## What needs to be done
Copy out every line of the listing below that contains the word "white".

##### Stored rows #####

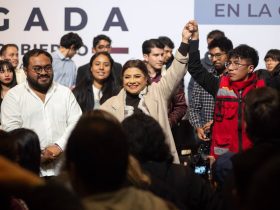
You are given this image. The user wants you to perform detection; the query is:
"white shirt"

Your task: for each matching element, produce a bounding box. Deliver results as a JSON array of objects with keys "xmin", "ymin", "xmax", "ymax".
[{"xmin": 1, "ymin": 82, "xmax": 82, "ymax": 176}]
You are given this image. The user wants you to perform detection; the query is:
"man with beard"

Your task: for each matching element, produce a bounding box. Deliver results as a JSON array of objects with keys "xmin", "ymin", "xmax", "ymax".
[
  {"xmin": 0, "ymin": 44, "xmax": 26, "ymax": 84},
  {"xmin": 188, "ymin": 37, "xmax": 233, "ymax": 140},
  {"xmin": 1, "ymin": 49, "xmax": 82, "ymax": 176}
]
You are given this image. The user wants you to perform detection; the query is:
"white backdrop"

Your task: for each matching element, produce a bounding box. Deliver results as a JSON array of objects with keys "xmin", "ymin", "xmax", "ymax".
[{"xmin": 0, "ymin": 0, "xmax": 280, "ymax": 68}]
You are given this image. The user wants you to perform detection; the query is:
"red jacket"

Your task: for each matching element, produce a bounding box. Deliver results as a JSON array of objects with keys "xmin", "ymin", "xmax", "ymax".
[{"xmin": 210, "ymin": 74, "xmax": 265, "ymax": 157}]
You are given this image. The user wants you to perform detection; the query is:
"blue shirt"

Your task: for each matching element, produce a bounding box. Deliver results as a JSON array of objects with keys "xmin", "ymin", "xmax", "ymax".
[{"xmin": 52, "ymin": 50, "xmax": 77, "ymax": 88}]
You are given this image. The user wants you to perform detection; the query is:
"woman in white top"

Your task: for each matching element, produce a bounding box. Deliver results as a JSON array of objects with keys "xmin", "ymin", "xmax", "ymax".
[{"xmin": 73, "ymin": 52, "xmax": 119, "ymax": 112}]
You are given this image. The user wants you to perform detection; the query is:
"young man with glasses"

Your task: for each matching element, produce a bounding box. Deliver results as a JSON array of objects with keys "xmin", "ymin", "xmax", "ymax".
[
  {"xmin": 1, "ymin": 49, "xmax": 82, "ymax": 176},
  {"xmin": 52, "ymin": 32, "xmax": 83, "ymax": 89},
  {"xmin": 189, "ymin": 21, "xmax": 265, "ymax": 157},
  {"xmin": 188, "ymin": 37, "xmax": 233, "ymax": 145}
]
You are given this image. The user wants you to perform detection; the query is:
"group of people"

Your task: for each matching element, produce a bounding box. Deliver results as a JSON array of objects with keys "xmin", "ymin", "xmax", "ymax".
[{"xmin": 0, "ymin": 20, "xmax": 280, "ymax": 209}]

#####

## Answer in full
"white shirt"
"white backdrop"
"woman in white top"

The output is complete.